Exercise prompt →
The line containing "TARGET: man wearing black baseball cap" marks where to begin; quote it and every line after it through the end of the data, exactly as written.

Recorded information →
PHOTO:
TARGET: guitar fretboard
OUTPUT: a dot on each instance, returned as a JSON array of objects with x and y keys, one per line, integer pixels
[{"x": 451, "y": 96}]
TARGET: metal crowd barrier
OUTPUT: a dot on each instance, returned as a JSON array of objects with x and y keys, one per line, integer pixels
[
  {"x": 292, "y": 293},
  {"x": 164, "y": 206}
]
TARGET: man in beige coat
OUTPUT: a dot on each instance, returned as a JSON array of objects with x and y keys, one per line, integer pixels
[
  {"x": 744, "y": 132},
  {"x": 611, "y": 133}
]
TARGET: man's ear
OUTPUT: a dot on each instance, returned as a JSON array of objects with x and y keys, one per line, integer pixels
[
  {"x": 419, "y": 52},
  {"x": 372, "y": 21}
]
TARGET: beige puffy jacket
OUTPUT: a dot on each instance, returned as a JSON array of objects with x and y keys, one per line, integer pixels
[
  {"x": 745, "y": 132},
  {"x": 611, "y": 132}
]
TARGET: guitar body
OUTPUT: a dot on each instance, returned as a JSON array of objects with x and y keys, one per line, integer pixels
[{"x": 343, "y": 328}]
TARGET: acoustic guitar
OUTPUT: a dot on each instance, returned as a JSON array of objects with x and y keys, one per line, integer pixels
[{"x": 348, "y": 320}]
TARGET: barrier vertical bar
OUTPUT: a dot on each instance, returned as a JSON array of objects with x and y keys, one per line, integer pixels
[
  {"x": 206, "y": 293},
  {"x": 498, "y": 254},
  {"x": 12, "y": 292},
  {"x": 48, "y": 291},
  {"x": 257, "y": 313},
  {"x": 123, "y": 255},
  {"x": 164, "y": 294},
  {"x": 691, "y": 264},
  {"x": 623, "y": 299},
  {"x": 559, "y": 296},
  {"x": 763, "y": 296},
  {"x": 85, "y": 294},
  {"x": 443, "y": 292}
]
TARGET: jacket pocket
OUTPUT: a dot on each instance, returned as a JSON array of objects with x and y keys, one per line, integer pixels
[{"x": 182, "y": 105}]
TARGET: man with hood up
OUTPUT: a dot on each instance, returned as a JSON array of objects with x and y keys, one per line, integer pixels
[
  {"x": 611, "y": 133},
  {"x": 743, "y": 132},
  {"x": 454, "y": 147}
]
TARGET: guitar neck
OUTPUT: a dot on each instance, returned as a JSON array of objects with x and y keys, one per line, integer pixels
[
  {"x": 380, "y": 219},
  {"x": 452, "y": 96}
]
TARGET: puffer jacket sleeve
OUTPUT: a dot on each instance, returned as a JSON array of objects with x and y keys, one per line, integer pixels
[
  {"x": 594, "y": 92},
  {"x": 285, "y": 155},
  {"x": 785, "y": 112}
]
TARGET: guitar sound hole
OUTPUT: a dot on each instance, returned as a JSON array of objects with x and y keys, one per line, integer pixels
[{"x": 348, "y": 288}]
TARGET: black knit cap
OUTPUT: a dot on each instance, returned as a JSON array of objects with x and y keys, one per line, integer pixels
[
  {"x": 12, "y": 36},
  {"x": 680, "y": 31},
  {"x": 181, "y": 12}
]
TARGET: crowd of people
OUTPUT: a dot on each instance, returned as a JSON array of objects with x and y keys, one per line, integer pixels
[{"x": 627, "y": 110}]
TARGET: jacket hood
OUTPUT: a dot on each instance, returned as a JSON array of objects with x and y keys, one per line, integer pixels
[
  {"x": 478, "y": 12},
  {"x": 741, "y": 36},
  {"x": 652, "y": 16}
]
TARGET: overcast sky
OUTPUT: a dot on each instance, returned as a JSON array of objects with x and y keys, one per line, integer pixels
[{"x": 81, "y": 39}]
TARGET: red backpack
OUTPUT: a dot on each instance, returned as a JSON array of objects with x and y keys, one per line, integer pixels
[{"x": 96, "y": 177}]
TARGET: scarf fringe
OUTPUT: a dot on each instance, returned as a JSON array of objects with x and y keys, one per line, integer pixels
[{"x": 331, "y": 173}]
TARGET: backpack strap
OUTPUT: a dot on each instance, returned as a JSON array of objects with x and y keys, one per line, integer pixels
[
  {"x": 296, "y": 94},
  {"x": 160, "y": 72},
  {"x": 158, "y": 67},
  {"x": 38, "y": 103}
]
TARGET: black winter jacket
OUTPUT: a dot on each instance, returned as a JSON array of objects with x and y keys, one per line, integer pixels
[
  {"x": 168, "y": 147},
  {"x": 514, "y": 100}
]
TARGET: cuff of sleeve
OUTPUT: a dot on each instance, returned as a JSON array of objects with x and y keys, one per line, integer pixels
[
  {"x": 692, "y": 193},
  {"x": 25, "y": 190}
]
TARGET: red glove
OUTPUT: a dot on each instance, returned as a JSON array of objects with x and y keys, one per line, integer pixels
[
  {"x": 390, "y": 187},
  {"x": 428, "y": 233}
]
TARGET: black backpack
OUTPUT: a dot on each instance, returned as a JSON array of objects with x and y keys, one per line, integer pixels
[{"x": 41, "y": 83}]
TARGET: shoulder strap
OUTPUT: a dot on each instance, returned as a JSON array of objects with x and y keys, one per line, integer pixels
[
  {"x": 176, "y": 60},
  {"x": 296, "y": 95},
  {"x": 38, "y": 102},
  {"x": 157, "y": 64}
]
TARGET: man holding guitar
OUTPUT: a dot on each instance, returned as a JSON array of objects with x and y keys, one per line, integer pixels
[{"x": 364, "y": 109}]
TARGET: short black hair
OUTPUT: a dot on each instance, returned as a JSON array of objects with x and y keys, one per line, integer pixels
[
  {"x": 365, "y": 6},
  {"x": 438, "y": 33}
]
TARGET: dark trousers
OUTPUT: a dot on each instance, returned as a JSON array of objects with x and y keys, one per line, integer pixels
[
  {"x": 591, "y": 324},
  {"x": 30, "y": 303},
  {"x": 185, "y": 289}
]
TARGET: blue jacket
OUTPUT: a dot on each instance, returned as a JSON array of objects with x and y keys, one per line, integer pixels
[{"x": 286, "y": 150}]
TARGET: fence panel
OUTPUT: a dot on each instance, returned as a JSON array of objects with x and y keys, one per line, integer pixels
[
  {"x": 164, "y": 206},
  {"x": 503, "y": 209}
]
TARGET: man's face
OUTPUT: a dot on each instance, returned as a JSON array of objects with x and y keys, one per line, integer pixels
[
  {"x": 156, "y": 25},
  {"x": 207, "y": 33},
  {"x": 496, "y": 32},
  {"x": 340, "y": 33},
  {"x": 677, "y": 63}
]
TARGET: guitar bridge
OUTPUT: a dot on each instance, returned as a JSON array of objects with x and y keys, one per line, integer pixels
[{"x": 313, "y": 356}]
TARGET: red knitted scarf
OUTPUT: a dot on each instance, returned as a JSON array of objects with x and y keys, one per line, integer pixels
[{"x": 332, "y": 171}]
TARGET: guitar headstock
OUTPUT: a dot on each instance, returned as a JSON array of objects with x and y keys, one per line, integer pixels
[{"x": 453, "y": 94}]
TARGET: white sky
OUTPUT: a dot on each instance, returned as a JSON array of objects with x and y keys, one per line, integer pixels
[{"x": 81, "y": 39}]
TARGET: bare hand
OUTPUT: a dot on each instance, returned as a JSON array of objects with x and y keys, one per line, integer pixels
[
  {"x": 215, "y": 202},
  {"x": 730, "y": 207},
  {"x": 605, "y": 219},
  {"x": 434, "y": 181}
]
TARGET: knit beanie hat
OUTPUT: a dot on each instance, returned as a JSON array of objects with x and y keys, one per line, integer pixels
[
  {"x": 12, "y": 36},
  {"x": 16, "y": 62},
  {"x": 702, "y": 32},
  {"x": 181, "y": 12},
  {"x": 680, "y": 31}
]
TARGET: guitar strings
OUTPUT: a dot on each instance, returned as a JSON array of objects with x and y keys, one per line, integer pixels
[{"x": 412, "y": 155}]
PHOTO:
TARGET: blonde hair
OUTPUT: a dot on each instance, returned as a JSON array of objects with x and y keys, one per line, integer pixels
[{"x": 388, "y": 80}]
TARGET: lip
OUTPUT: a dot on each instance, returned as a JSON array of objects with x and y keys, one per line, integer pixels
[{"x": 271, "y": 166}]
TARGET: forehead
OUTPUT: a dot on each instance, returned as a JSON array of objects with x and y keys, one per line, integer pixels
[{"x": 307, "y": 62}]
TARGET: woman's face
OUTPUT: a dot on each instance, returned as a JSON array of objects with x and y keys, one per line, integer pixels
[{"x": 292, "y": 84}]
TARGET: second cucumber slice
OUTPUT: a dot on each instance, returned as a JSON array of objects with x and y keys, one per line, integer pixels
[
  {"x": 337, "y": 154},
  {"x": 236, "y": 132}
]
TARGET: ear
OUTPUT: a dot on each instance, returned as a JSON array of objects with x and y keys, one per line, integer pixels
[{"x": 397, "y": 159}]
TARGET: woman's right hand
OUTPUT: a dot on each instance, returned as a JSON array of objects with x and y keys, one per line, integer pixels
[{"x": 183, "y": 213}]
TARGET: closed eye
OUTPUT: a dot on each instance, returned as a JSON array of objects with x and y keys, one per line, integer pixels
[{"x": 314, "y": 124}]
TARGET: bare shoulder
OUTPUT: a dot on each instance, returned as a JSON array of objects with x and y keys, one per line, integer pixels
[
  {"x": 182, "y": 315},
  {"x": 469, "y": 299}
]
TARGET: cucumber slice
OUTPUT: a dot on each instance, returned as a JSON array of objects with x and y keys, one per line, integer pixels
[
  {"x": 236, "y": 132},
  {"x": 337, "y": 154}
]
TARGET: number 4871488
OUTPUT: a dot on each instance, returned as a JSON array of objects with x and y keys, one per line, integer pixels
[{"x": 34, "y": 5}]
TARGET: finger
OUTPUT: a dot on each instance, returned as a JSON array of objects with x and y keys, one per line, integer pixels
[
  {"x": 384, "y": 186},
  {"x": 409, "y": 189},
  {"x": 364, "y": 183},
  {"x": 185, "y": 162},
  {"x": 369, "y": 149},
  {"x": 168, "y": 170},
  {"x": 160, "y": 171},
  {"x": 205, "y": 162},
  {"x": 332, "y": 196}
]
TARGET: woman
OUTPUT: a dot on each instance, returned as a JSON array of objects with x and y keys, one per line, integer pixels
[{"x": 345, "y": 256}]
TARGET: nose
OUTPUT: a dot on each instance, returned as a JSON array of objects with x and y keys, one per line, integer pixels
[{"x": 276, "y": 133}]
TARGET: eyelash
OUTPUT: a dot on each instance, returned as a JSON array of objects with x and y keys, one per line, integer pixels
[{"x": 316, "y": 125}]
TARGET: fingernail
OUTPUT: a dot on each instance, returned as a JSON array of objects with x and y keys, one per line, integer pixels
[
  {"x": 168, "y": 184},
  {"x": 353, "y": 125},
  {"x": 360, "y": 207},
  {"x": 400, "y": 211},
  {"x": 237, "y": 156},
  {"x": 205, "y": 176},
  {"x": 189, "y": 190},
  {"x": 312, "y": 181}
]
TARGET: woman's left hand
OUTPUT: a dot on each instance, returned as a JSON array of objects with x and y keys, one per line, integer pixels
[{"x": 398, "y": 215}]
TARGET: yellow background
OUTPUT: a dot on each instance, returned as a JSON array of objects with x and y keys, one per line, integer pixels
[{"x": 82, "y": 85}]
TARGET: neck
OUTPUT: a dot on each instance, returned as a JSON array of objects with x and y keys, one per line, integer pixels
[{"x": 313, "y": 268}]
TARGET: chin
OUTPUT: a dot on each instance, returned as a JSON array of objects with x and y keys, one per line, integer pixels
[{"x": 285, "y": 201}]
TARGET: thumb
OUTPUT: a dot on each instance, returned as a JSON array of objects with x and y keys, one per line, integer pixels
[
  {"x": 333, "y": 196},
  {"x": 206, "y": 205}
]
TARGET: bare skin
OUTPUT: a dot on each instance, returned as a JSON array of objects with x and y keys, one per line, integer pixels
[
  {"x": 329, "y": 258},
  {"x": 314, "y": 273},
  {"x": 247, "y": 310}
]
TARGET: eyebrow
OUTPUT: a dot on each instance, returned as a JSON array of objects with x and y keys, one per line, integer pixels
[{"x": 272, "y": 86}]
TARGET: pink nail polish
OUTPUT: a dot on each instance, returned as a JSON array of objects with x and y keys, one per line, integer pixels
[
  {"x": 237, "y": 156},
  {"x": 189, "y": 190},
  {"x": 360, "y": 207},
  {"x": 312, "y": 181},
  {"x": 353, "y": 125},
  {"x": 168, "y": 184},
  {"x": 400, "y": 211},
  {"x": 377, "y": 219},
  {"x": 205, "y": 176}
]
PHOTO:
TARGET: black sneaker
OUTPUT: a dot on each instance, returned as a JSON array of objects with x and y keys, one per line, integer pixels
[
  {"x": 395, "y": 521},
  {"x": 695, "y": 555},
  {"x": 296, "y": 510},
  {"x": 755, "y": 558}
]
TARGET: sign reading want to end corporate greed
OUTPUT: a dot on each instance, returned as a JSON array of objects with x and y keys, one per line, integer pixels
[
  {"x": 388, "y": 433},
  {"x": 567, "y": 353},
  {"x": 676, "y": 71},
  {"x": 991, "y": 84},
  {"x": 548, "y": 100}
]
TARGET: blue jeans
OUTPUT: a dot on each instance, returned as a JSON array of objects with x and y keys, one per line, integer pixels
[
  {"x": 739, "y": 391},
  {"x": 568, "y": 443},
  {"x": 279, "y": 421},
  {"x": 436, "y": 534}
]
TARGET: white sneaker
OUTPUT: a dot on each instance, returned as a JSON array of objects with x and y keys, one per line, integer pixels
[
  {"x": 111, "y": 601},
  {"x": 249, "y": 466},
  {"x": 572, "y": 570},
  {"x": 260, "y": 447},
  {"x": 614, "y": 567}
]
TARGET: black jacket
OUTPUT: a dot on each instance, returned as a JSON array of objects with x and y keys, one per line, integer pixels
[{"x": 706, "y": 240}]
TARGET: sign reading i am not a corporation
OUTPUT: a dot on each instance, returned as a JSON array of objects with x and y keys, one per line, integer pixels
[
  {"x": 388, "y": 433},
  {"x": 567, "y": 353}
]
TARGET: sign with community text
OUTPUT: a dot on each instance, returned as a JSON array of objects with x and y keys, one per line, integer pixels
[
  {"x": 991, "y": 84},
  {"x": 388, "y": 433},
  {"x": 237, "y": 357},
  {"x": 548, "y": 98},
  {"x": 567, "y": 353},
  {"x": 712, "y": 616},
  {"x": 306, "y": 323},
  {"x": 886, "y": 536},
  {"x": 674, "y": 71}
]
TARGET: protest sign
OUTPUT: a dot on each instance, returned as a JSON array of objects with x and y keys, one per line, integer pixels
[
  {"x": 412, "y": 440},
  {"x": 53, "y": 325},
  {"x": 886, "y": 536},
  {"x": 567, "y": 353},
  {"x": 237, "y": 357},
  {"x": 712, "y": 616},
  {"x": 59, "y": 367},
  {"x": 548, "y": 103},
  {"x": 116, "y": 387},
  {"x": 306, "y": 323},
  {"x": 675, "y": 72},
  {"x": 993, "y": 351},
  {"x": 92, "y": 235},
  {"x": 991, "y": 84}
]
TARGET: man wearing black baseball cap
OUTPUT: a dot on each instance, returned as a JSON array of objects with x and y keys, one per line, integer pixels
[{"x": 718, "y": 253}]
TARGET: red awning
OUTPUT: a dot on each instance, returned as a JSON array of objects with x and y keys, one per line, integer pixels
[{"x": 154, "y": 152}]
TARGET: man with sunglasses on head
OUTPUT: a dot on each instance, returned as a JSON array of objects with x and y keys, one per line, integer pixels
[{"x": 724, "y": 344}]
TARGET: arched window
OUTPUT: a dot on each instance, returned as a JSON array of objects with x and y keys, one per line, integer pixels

Answer for this exercise →
TARGET: man wearing black baseball cap
OUTPUT: a dot on each instance, returned as a JSON array of objects with x and y keys, one per line, integer pixels
[{"x": 718, "y": 253}]
TARGET: red awning
OUTPUT: a dot on each instance, returned as a JSON array of objects with x and y keys, one per line, integer pixels
[{"x": 154, "y": 152}]
TARGET: man with sunglasses on head
OUTPUT: a dot on each instance, returned as a JSON array of objects with x and y keys, one per line, integer pixels
[{"x": 724, "y": 344}]
TARGET: arched window
OUTPUT: a dot on each instance, returned as a JSON array of objects with x and y keys, one per line, integer pixels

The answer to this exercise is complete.